THE DATA:
☆ ☆ ☆ ☆

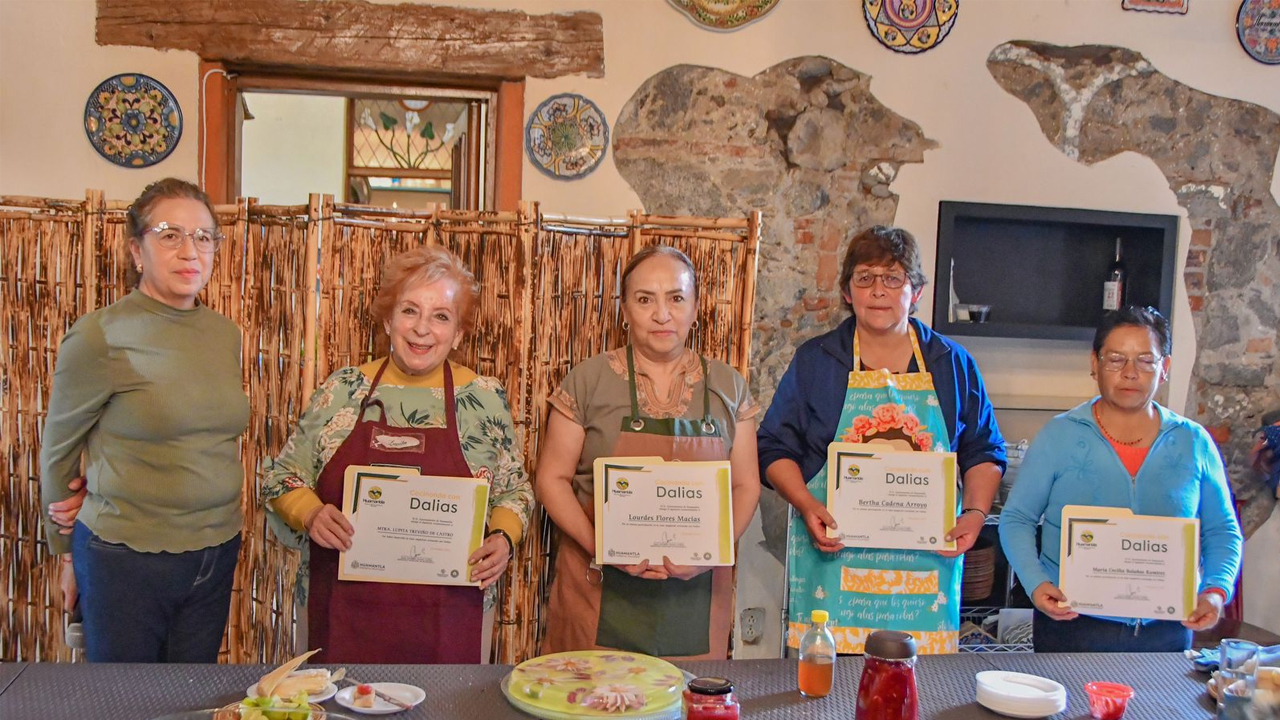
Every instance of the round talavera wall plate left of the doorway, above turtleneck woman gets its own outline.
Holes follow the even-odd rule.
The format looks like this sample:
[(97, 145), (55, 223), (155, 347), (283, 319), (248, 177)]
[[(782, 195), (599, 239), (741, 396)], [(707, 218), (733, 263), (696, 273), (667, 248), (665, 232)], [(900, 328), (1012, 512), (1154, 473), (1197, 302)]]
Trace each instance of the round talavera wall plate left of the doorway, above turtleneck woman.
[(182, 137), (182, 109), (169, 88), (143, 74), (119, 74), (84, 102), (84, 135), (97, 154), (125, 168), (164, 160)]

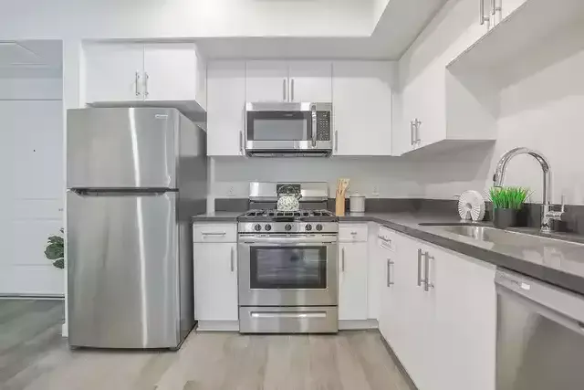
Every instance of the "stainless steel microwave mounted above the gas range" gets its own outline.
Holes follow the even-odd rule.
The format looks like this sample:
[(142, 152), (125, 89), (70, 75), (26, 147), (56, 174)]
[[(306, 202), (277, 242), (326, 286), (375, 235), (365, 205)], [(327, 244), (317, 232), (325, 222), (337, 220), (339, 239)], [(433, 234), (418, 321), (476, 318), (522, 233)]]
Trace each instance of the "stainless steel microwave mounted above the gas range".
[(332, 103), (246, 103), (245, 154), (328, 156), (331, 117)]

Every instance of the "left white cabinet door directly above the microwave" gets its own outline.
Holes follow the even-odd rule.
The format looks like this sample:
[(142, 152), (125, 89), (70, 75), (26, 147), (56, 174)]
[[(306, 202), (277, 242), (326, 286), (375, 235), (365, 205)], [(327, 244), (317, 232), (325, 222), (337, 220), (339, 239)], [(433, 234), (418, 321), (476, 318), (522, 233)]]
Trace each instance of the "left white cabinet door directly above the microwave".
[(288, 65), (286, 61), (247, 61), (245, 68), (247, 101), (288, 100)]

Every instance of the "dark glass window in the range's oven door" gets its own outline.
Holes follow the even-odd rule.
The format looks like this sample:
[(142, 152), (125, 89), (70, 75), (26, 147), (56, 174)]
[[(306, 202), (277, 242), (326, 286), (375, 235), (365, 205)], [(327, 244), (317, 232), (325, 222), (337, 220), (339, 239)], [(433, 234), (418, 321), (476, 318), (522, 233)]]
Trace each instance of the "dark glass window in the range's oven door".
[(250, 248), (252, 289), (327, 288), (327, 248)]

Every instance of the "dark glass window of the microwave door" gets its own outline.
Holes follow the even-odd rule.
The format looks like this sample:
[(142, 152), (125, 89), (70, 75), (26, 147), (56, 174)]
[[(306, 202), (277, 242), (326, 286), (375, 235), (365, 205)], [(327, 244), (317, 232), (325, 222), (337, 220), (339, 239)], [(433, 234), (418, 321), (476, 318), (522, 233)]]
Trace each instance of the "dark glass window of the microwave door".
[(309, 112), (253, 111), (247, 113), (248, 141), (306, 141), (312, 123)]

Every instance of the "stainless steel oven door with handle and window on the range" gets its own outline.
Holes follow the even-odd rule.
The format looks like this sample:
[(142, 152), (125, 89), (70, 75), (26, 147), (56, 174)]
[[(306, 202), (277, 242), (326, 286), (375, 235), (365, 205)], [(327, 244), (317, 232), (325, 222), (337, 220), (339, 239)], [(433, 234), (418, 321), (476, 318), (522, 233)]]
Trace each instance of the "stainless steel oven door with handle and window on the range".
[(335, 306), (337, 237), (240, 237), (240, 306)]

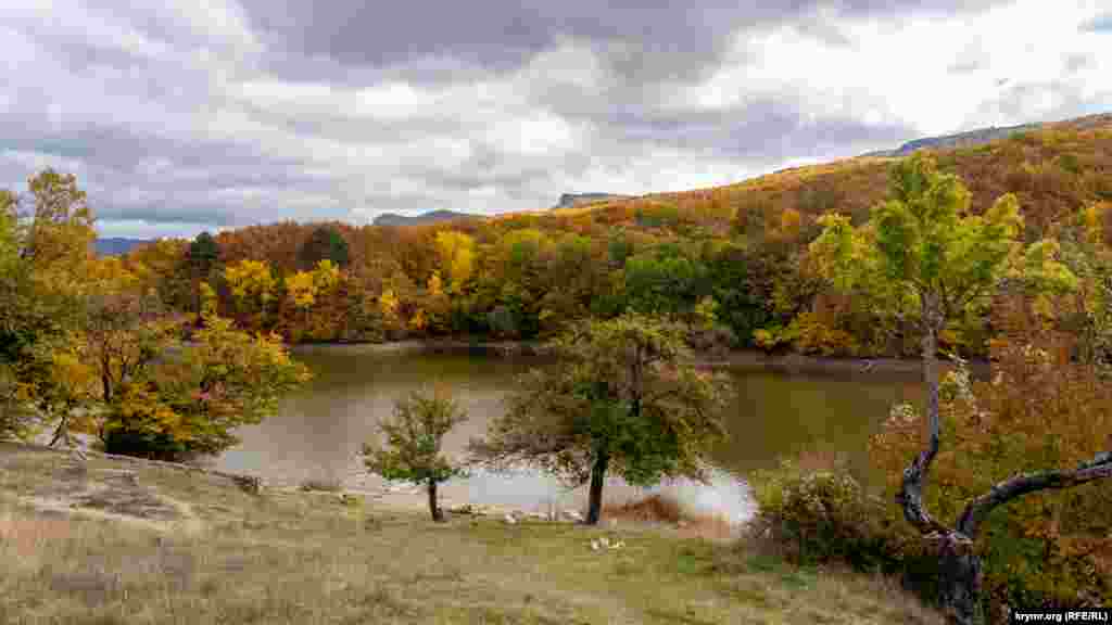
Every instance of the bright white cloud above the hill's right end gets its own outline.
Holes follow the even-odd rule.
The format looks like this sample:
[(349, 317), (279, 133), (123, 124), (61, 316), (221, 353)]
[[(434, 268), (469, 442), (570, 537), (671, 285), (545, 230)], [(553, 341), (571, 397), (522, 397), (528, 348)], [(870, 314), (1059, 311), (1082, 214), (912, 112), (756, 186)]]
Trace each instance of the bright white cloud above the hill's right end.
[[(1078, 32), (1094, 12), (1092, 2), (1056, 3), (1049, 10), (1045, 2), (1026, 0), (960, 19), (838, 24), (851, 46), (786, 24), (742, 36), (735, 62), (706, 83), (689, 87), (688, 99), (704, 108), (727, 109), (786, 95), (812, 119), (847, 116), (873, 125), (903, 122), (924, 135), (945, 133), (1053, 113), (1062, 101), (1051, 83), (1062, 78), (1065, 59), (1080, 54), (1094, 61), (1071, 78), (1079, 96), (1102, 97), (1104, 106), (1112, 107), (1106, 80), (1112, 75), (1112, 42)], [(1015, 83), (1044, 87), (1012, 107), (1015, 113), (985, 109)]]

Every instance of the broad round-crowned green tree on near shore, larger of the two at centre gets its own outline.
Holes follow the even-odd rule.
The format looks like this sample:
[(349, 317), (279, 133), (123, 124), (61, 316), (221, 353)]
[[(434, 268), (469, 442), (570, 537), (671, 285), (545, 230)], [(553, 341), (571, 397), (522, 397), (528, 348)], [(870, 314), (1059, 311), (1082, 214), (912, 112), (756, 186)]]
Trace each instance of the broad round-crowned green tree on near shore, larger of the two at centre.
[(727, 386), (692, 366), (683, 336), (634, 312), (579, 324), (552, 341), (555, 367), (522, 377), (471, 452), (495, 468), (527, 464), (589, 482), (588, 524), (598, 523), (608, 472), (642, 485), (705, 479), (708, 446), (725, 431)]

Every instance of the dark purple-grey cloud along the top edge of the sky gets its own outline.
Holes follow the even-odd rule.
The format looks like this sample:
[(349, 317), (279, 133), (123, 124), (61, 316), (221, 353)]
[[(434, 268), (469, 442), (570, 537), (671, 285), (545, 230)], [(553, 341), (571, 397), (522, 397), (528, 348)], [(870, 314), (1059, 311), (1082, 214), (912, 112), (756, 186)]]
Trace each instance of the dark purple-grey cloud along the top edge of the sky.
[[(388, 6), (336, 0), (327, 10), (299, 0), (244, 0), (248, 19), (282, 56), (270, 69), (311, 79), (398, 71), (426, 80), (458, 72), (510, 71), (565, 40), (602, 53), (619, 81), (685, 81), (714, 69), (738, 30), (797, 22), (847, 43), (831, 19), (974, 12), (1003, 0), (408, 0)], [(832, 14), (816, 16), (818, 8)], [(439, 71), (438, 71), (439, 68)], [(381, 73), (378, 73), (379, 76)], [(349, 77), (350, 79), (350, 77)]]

☆ ☆ ☆ ☆

Make an exact copy of all entries above, dropping the images.

Every instance of the round talavera wall plate left of the doorway, above turtleneck woman gets its own outline.
Holes follow the even-odd rule.
The format looks like this sample:
[(97, 145), (55, 223), (155, 347), (283, 319), (248, 177)]
[[(782, 195), (599, 239), (741, 396)], [(707, 218), (733, 263), (696, 273), (667, 248), (665, 232)], [(900, 328), (1012, 512), (1154, 473), (1197, 302)]]
Trace each instance of the round talavera wall plate left of the doorway, above turtleneck woman.
[(182, 137), (182, 109), (169, 88), (143, 74), (119, 74), (84, 102), (84, 135), (97, 154), (125, 168), (164, 160)]

Every instance of the "stainless steel microwave mounted above the gas range" gets its own outline.
Holes follow the even-odd rule.
The format looks like this sample:
[(142, 152), (125, 89), (70, 75), (26, 147), (56, 174)]
[[(306, 202), (277, 242), (326, 286), (375, 235), (365, 205)], [(327, 244), (317, 232), (325, 222), (337, 220), (339, 239)], [(433, 234), (418, 321), (476, 318), (522, 233)]]
Trace each instance of the "stainless steel microwave mounted above the gas range".
[(332, 103), (246, 103), (245, 154), (328, 156), (331, 117)]

Every instance of the "left white cabinet door directly above the microwave" gets its own outline.
Holes follow the even-odd rule.
The format looks like this sample:
[(142, 152), (125, 89), (70, 75), (26, 147), (56, 174)]
[[(306, 202), (277, 242), (326, 286), (375, 235), (365, 205)], [(327, 244), (317, 232), (325, 222), (337, 220), (339, 239)], [(433, 234), (418, 321), (476, 318), (522, 233)]]
Trace each instance of the "left white cabinet door directly above the microwave".
[(288, 65), (286, 61), (247, 61), (245, 68), (247, 101), (288, 100)]

Every instance of the "dark glass window in the range's oven door" gets its own outline.
Holes follow the even-odd rule.
The format looks like this sample:
[(142, 152), (125, 89), (70, 75), (26, 147), (56, 174)]
[[(306, 202), (277, 242), (326, 286), (375, 235), (365, 205)], [(327, 244), (317, 232), (325, 222), (337, 220), (339, 239)], [(433, 234), (418, 321), (476, 318), (522, 233)]]
Trace each instance of the "dark glass window in the range's oven door".
[(250, 248), (252, 289), (327, 288), (327, 248)]

Every instance of the "dark glass window of the microwave door" gets its own outline.
Holes follow the even-odd rule.
The format looks like this sample:
[(142, 152), (125, 89), (70, 75), (26, 147), (56, 174)]
[[(306, 202), (277, 242), (326, 286), (375, 235), (365, 205)], [(327, 244), (317, 232), (325, 222), (337, 220), (339, 239)], [(433, 234), (418, 321), (476, 318), (522, 233)]]
Trace each instance of the "dark glass window of the microwave door".
[(309, 112), (253, 111), (247, 113), (248, 141), (306, 141), (312, 123)]

Every instance of the "stainless steel oven door with handle and window on the range" gets its own outline.
Holes follow the even-odd rule.
The format looks like this sample:
[(142, 152), (125, 89), (70, 75), (26, 147), (56, 174)]
[[(306, 202), (277, 242), (326, 286), (375, 235), (365, 205)], [(327, 244), (317, 232), (325, 222), (337, 220), (339, 239)], [(433, 234), (418, 321), (476, 318), (522, 233)]]
Trace each instance of the "stainless steel oven door with handle and window on the range".
[(335, 306), (337, 237), (240, 237), (240, 306)]

Every instance of the bright white cloud above the hill's right end gets its own outline.
Holes follow the even-odd rule.
The format looks like this sample:
[(349, 317), (279, 133), (123, 124), (61, 316), (221, 353)]
[[(434, 268), (469, 442), (570, 537), (671, 285), (545, 230)], [(553, 341), (571, 397), (522, 397), (528, 348)], [(870, 314), (1059, 311), (1082, 214), (912, 112), (756, 186)]]
Trace each instance of the bright white cloud above the hill's right end.
[[(1078, 32), (1094, 12), (1092, 2), (1056, 3), (1049, 10), (1045, 2), (1026, 0), (960, 19), (838, 24), (851, 46), (786, 24), (742, 36), (735, 62), (706, 83), (689, 87), (688, 99), (704, 108), (727, 109), (786, 95), (812, 119), (847, 116), (873, 125), (903, 122), (924, 135), (945, 133), (1053, 113), (1062, 101), (1051, 83), (1062, 78), (1065, 59), (1080, 54), (1094, 61), (1071, 78), (1079, 96), (1102, 97), (1104, 106), (1112, 107), (1106, 80), (1112, 75), (1112, 42)], [(1015, 83), (1044, 87), (1012, 107), (1015, 113), (985, 109)]]

Every instance of the broad round-crowned green tree on near shore, larger of the two at centre gets its own outline.
Holes follow the even-odd rule.
The format looks like this sample:
[(349, 317), (279, 133), (123, 124), (61, 316), (221, 353)]
[[(434, 268), (469, 442), (570, 537), (671, 285), (545, 230)], [(553, 341), (571, 397), (522, 397), (528, 348)], [(870, 314), (1059, 311), (1082, 214), (912, 112), (756, 186)]]
Trace each instance of the broad round-crowned green tree on near shore, larger of the two at centre.
[(727, 386), (692, 366), (683, 336), (634, 312), (579, 324), (552, 341), (555, 367), (522, 377), (471, 452), (495, 468), (527, 464), (589, 482), (588, 524), (598, 523), (608, 472), (642, 485), (705, 479), (708, 446), (725, 431)]

Every instance of the dark purple-grey cloud along the top edge of the sky gets its own outline.
Holes follow the even-odd rule.
The format looks like this sample:
[(349, 317), (279, 133), (123, 124), (61, 316), (221, 353)]
[[(434, 268), (469, 442), (570, 537), (671, 285), (545, 230)], [(553, 341), (571, 397), (522, 397), (528, 348)], [(870, 314), (1059, 311), (1082, 214), (912, 112), (756, 186)]]
Trace each instance of the dark purple-grey cloud along the top edge of the sky.
[[(388, 6), (336, 0), (327, 10), (299, 0), (244, 0), (248, 19), (282, 56), (270, 69), (311, 79), (398, 71), (426, 80), (458, 72), (510, 71), (565, 40), (602, 53), (619, 81), (685, 81), (714, 69), (738, 30), (797, 22), (847, 43), (831, 19), (974, 12), (1003, 0), (408, 0)], [(832, 14), (816, 16), (818, 8)], [(439, 71), (438, 71), (439, 68)], [(381, 73), (378, 73), (379, 76)], [(349, 77), (350, 79), (350, 77)]]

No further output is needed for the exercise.